╭─ Extrait fourni

Presque aucun épisode dans la vie du Frère Blaise ; mais combien émouvant, combien tragique parfois est le cadre oit elle se déroule ! C’étaient les guerres entre indigènes, c’étaient les festins de chair humaine que faisaient les Canaques et auxquels parfois ils avaient l’audace de convier les missionnaires eux-mêmes ; c’étaient les déceptions que causaient beaucoup de ces indigènes, apparaissant d’abord comme affables et hospitaliers, et puis se révélant, peu à peu, voleurs et cruels, dissolus et fourbes ; c’était la peste, enfin ; qui sévissait parmi les sauvages. La mission pourtant s’installait, et Blaise Marmoiton y aidait, en pratiquant cette maxime favorite : « Il faut faire petit, mais bien : » Il n’avait pas d’illusions, sentant que tels indigènes ne se comportaient en gens honnêtes qu’avec l’intention de mieux piller le lendemain ; mais pourquoi se décourager, et puis, que risquait-on ? Le martyre, peut-être. Ce n’était pas pour faire reculer Blaise Marmoiton.
Or, en juillet 1847, gens de Pouebo et gens de Balade conspirèrent ensemble ; ils en voulaient à la vie des missionnaires. Et, le 18 de ce mois, dans la maison de Balade, le Père Grange et le Frère Blaise étaient assaillis et le Frère Blaise mortellement blessé. « Oh ! combien je voudrais que ma mort fût le bonheur de ce pauvre peuple ! disait-il à Mgr Collomb. Je leur pardonne de toute l’étendue de mon cœur. » Il sentait que la vie de l’évêque était elle-même menacée : « Pour-quoi vous attrister, monseigneur ? Nous ne ferons qu’échanger cette vie pour une vie meilleure. » On le voyait se traîner jusqu’à la chapelle où tous priaient, et dans l’attente du vouloir divin : « Je viens ici attendre mon dernier coup, » murmurait-il. Et un indigène récemment converti s’écriait : « C’est bien là la vraie religion. » Blaise exigeait, au moment où on put lever une trappe par laquelle la fuite était possible, que l’évêque et le Père Grange s’éloignassent : « En voulant me sauver, vous ne feriez que retarder votre marche, et si vous venez à être massacrés, qui reprendra la mission ? »

╰─
╭─ Données à examiner

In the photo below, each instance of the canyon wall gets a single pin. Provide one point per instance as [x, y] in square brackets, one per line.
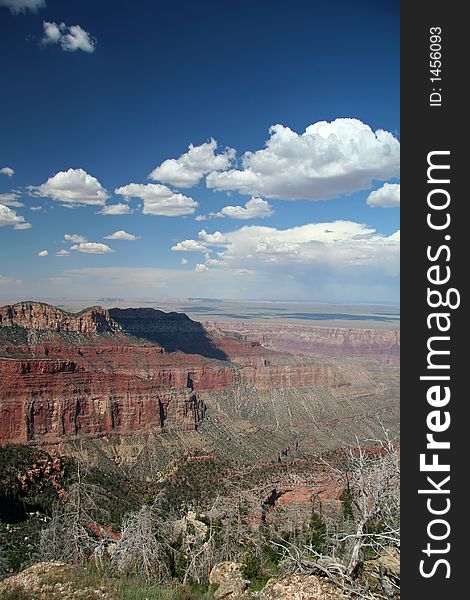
[378, 344]
[124, 370]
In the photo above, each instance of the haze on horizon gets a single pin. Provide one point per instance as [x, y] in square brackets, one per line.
[256, 161]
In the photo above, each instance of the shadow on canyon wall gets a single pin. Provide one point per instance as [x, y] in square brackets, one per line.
[173, 331]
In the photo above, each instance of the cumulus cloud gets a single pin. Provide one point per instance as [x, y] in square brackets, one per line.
[8, 281]
[388, 196]
[70, 38]
[327, 160]
[18, 6]
[115, 209]
[22, 226]
[190, 167]
[74, 187]
[92, 248]
[189, 246]
[214, 239]
[9, 217]
[158, 199]
[256, 208]
[344, 250]
[75, 238]
[11, 199]
[121, 235]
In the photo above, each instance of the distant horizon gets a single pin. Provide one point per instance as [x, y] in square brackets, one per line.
[168, 299]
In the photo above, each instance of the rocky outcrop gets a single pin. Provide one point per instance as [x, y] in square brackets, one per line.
[229, 579]
[125, 370]
[43, 317]
[300, 587]
[382, 345]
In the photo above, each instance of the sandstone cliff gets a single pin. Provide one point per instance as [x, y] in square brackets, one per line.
[126, 370]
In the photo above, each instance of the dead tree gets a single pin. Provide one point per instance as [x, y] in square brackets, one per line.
[143, 546]
[71, 533]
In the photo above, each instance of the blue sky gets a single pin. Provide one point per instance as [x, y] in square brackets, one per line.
[96, 96]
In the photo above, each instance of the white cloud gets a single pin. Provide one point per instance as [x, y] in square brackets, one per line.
[22, 226]
[11, 199]
[158, 199]
[121, 235]
[9, 217]
[256, 208]
[74, 187]
[115, 209]
[92, 248]
[70, 38]
[387, 196]
[340, 250]
[75, 238]
[18, 6]
[8, 281]
[189, 246]
[327, 160]
[189, 168]
[214, 239]
[239, 282]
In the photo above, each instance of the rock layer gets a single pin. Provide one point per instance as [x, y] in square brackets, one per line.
[98, 371]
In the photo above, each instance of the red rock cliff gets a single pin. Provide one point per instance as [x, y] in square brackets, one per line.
[99, 371]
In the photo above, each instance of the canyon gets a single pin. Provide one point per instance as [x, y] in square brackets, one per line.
[114, 373]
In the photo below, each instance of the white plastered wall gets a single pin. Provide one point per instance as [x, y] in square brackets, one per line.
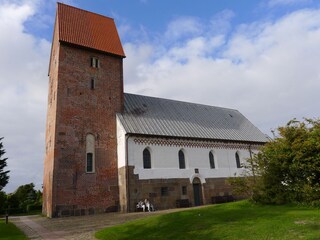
[165, 163]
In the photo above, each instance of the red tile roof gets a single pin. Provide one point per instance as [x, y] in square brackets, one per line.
[87, 29]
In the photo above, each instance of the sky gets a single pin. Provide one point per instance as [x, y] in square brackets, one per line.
[259, 57]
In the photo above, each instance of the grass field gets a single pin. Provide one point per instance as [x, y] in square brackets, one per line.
[239, 220]
[10, 231]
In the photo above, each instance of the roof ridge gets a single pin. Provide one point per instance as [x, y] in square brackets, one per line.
[173, 100]
[83, 10]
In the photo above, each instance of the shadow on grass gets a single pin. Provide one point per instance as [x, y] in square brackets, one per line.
[233, 221]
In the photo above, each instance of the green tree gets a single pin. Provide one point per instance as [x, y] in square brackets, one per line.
[287, 169]
[22, 197]
[4, 178]
[3, 202]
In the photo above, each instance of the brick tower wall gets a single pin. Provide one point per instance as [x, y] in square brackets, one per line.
[81, 110]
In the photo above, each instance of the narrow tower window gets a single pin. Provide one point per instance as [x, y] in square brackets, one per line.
[146, 159]
[182, 162]
[211, 160]
[92, 84]
[95, 62]
[238, 160]
[90, 156]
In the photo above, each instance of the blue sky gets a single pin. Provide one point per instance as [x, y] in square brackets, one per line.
[260, 57]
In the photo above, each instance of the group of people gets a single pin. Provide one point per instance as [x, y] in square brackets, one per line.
[145, 205]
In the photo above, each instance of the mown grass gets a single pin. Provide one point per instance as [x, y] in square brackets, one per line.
[239, 220]
[10, 231]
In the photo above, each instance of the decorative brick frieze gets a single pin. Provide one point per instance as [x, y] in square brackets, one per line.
[195, 143]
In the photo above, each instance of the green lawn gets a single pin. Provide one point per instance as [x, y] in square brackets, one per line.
[239, 220]
[10, 231]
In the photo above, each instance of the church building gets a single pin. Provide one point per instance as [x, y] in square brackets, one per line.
[106, 150]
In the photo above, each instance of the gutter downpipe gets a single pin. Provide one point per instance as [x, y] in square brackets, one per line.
[127, 175]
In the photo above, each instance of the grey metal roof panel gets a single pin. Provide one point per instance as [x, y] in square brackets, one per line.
[164, 117]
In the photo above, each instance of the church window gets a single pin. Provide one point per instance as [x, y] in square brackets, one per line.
[146, 159]
[95, 63]
[164, 191]
[211, 160]
[238, 160]
[89, 162]
[92, 84]
[182, 162]
[90, 156]
[184, 190]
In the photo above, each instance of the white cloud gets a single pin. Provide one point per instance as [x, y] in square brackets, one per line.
[267, 70]
[23, 67]
[182, 27]
[274, 3]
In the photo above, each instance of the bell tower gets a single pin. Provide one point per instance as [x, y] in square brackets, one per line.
[85, 93]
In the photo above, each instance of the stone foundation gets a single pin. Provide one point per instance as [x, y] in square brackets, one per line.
[170, 193]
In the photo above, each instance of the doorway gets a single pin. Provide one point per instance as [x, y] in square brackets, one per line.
[197, 191]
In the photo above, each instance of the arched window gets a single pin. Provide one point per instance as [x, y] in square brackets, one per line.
[238, 160]
[90, 156]
[182, 162]
[146, 159]
[211, 160]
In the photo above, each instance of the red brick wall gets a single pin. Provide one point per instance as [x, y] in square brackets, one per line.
[80, 111]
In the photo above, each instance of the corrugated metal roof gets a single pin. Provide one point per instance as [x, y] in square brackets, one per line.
[164, 117]
[88, 29]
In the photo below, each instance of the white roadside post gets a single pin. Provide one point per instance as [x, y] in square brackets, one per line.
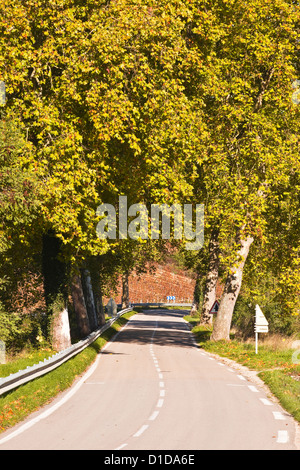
[261, 325]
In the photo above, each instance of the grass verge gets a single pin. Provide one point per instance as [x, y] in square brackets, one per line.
[275, 366]
[17, 404]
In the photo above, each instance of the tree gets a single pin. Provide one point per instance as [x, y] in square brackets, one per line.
[244, 73]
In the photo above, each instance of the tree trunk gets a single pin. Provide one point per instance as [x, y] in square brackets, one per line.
[125, 290]
[209, 295]
[230, 294]
[99, 307]
[60, 330]
[89, 298]
[55, 287]
[80, 306]
[196, 298]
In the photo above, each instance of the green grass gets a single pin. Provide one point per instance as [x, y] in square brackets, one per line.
[19, 403]
[274, 365]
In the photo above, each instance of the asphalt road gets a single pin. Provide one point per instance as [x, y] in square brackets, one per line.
[152, 389]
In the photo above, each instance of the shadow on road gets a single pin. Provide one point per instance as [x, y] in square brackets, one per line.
[168, 331]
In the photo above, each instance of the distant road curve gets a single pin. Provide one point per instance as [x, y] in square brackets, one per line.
[151, 388]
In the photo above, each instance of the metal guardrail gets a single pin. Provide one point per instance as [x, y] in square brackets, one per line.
[32, 372]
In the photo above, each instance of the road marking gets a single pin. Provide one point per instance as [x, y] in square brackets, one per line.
[236, 385]
[283, 437]
[265, 401]
[154, 415]
[94, 383]
[121, 446]
[241, 377]
[141, 430]
[160, 403]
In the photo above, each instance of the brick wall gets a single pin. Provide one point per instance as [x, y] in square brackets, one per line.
[155, 287]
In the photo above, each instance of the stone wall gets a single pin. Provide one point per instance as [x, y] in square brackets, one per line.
[155, 287]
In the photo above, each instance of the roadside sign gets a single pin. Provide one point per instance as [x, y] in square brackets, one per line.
[215, 307]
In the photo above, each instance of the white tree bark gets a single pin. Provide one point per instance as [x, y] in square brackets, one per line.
[222, 324]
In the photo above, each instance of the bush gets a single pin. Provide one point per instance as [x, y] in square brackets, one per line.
[21, 331]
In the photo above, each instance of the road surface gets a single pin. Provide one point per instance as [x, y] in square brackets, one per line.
[151, 388]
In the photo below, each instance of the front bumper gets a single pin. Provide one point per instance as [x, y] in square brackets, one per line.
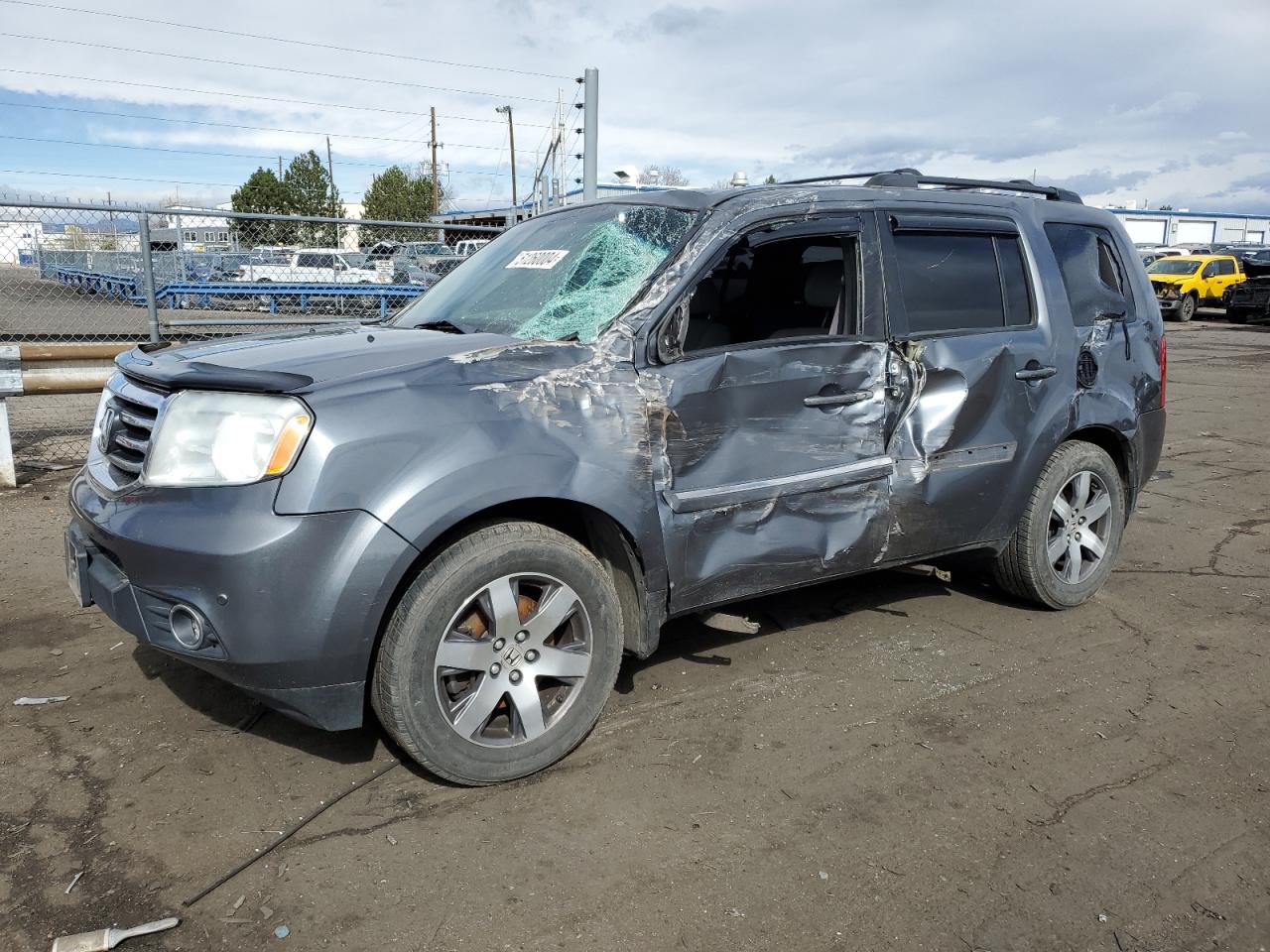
[291, 604]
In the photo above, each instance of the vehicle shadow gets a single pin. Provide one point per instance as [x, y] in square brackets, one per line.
[688, 639]
[235, 711]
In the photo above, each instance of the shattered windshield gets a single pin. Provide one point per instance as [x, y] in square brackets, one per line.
[562, 276]
[1173, 266]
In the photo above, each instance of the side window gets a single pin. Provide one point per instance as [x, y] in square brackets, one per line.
[959, 282]
[1091, 271]
[794, 287]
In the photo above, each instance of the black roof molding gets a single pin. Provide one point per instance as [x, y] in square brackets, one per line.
[912, 178]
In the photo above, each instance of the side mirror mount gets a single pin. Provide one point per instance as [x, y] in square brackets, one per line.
[670, 339]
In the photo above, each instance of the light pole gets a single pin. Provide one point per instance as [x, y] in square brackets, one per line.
[511, 140]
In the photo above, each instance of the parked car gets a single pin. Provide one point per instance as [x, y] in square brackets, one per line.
[620, 413]
[329, 266]
[1188, 282]
[1250, 299]
[1151, 253]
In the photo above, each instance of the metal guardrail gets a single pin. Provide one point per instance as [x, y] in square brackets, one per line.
[40, 370]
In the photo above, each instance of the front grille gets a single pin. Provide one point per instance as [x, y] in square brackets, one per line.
[127, 426]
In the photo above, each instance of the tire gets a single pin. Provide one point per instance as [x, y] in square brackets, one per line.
[475, 724]
[1025, 567]
[1188, 308]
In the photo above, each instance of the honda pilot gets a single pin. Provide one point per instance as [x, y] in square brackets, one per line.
[616, 414]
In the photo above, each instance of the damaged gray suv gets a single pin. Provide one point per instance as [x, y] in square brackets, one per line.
[615, 414]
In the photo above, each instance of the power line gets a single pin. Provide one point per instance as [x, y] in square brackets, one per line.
[284, 40]
[114, 178]
[221, 155]
[273, 68]
[225, 125]
[240, 95]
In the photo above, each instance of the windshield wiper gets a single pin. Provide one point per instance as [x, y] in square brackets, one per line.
[443, 325]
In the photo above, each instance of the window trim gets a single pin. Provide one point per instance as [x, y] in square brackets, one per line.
[842, 223]
[970, 226]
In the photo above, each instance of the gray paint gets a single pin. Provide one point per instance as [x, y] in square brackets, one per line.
[721, 479]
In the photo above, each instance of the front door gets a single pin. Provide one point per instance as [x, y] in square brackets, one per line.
[774, 465]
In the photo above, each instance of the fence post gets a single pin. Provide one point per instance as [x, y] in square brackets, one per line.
[148, 275]
[10, 384]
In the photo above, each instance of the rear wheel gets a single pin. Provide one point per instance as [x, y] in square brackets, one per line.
[500, 655]
[1067, 540]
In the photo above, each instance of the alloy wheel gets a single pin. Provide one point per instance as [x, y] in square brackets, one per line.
[1079, 527]
[513, 658]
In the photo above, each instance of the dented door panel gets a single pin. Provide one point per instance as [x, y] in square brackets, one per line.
[760, 490]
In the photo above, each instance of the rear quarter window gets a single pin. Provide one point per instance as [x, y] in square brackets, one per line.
[961, 282]
[1093, 276]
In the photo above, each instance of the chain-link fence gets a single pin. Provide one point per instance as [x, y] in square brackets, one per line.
[100, 275]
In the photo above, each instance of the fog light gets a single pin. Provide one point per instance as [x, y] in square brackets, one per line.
[187, 627]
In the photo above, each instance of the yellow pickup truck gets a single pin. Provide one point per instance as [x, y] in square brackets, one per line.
[1185, 282]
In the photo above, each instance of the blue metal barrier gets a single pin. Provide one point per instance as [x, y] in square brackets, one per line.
[178, 295]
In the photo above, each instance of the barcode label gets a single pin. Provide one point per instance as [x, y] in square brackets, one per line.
[545, 259]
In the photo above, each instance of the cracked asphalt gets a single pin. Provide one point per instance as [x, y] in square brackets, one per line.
[893, 762]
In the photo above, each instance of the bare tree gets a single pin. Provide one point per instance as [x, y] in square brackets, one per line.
[657, 175]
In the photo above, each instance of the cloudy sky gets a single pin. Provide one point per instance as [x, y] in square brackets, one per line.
[1157, 102]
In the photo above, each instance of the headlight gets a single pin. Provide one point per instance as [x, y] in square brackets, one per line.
[221, 439]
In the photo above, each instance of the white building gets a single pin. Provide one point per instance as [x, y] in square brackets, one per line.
[18, 238]
[1193, 229]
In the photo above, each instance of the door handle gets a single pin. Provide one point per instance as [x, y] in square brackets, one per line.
[852, 397]
[1034, 371]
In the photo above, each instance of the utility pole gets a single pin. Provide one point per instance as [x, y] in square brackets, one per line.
[590, 132]
[511, 140]
[436, 194]
[330, 175]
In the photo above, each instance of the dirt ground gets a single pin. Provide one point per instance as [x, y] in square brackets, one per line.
[893, 763]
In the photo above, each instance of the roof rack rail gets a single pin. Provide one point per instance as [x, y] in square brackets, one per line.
[912, 178]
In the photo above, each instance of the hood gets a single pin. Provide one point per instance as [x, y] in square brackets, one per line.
[305, 359]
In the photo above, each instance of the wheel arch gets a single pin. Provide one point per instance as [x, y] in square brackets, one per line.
[1115, 444]
[597, 531]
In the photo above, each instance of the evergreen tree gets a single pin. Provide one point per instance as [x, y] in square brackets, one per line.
[266, 194]
[395, 194]
[310, 191]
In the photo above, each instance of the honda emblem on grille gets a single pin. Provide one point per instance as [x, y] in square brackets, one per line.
[103, 439]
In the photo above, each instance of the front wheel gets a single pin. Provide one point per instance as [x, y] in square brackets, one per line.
[500, 655]
[1188, 308]
[1066, 543]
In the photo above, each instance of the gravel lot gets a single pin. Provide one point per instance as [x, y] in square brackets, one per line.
[894, 763]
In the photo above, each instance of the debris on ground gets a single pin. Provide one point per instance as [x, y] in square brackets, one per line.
[105, 939]
[731, 624]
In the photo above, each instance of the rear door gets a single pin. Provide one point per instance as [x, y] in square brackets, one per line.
[983, 380]
[774, 470]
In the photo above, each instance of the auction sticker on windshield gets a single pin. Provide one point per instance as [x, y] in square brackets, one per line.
[544, 259]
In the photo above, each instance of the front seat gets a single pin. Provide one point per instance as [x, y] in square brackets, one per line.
[822, 293]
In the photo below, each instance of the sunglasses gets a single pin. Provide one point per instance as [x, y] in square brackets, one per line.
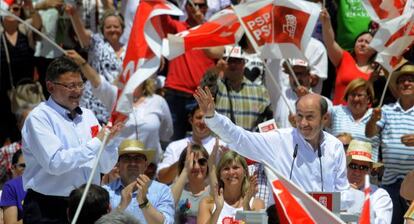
[15, 8]
[201, 162]
[21, 165]
[354, 166]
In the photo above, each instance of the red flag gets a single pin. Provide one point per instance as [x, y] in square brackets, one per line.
[222, 29]
[295, 206]
[394, 36]
[142, 57]
[365, 217]
[382, 10]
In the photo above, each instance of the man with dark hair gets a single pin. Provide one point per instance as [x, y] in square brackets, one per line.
[311, 158]
[96, 204]
[60, 143]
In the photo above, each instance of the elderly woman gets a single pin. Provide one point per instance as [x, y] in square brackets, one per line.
[349, 66]
[105, 54]
[150, 121]
[191, 185]
[353, 117]
[233, 191]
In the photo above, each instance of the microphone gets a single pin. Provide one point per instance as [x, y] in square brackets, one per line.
[320, 163]
[295, 153]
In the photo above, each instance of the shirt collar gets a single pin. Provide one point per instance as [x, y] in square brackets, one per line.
[397, 107]
[61, 110]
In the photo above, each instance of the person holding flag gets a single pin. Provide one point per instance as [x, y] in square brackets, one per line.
[360, 163]
[310, 157]
[394, 123]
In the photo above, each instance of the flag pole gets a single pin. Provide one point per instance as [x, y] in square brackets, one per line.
[410, 26]
[88, 184]
[33, 29]
[256, 49]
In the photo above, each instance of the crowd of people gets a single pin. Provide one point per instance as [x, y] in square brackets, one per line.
[191, 150]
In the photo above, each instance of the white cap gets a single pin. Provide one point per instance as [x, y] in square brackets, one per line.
[233, 52]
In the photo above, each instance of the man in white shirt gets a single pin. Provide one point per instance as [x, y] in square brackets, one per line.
[360, 164]
[316, 157]
[60, 142]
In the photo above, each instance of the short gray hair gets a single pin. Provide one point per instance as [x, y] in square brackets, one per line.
[117, 217]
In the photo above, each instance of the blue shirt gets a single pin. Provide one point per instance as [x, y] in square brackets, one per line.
[159, 196]
[398, 158]
[60, 152]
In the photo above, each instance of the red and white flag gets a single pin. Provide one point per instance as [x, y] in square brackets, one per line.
[382, 10]
[293, 25]
[295, 206]
[394, 36]
[365, 217]
[142, 57]
[223, 28]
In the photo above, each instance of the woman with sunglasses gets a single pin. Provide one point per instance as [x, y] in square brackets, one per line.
[17, 44]
[233, 191]
[191, 185]
[352, 118]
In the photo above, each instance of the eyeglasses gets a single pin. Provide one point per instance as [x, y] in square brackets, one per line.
[131, 158]
[354, 166]
[21, 165]
[71, 86]
[355, 95]
[408, 78]
[201, 162]
[199, 5]
[15, 8]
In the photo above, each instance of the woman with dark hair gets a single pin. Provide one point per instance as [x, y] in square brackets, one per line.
[190, 186]
[233, 191]
[105, 54]
[349, 66]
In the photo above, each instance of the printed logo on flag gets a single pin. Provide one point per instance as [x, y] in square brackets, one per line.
[260, 24]
[400, 33]
[290, 25]
[388, 8]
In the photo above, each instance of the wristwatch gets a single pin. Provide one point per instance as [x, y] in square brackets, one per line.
[144, 204]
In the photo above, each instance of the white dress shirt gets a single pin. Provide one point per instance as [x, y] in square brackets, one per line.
[380, 204]
[60, 152]
[276, 149]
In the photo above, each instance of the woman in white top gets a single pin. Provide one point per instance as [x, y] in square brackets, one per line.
[150, 120]
[233, 190]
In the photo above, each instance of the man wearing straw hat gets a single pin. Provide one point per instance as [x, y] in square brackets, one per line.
[407, 192]
[246, 104]
[360, 163]
[148, 200]
[395, 122]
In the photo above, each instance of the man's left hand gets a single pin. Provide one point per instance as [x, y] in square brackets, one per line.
[142, 184]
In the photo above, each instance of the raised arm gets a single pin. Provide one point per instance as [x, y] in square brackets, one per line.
[372, 128]
[334, 50]
[178, 186]
[83, 34]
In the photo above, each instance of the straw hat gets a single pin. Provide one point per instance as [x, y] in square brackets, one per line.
[407, 187]
[361, 151]
[132, 146]
[233, 52]
[405, 69]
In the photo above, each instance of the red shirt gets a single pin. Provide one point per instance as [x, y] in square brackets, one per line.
[186, 71]
[345, 73]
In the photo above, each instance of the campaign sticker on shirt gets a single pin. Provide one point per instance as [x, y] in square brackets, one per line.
[269, 125]
[94, 131]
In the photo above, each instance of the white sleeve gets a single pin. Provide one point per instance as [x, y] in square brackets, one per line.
[106, 93]
[253, 145]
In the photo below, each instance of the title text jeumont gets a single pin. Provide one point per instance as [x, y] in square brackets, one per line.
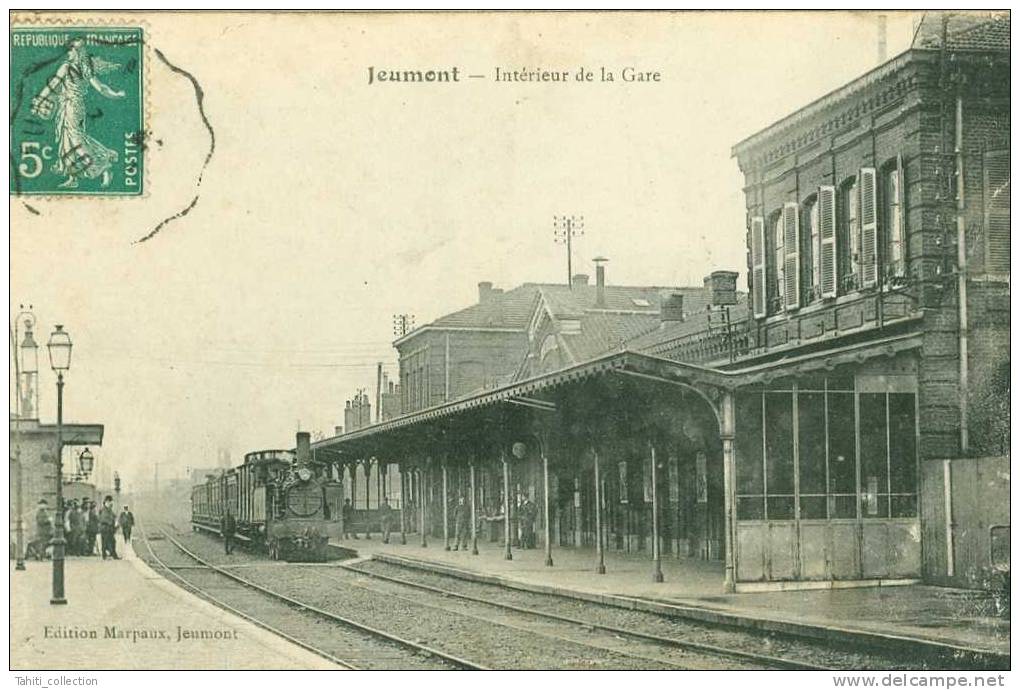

╰─

■ Consigne:
Reprenez le récit sur le Frère Blaise Marmoiton et poursuivez-le à partir de sa dernière phrase.

■ Réponse attendue:
La mission, les indigènes la pillaient ; il y avait parmi eux des chrétiens, qui avaient promis de protéger Blaise ; tous ne tenaient pas leur promesse. Et c’étaient, sur son pauvre crâne, de nouveaux coups de casse-têtes ; puis la douleur d’être dévêtu ; un coup de hache, enfin, consommait le martyre. Il avait dit trois ans plus tôt : « Le bon Dieu veut que je sois tué par les sauvages. Oh ! quel bonheur ! mais pas tout de suite : au bout de deux à trois ans, afin qu’ils commencent à connaître les vérités de la religion. » Blaise Marmoiton avait obtenu la mort, et il l’avait obtenue avec le délai souhaité ; et la cause principale du tumulte populaire dont il était victime était la haine de la religion nouvelle.
Au loin, le Père Colin, fondateur et supérieur de la Société des Maristes, se réjouissait, et ce qu’il concluait, ce n’était pas qu’il fallait abandonner la Nouvelle-Calédonie, mais au contraire, disait-il, retourner à l’assaut.
Mgr Douarre retourna à l’assaut, et parmi les cent quatre-vingt-douze Canaques que sur son lit de mort, en avril 1853, Mgr Douarre se réjouissait d’avoir baptisés, il y avait le meurtrier du Frère Blaise.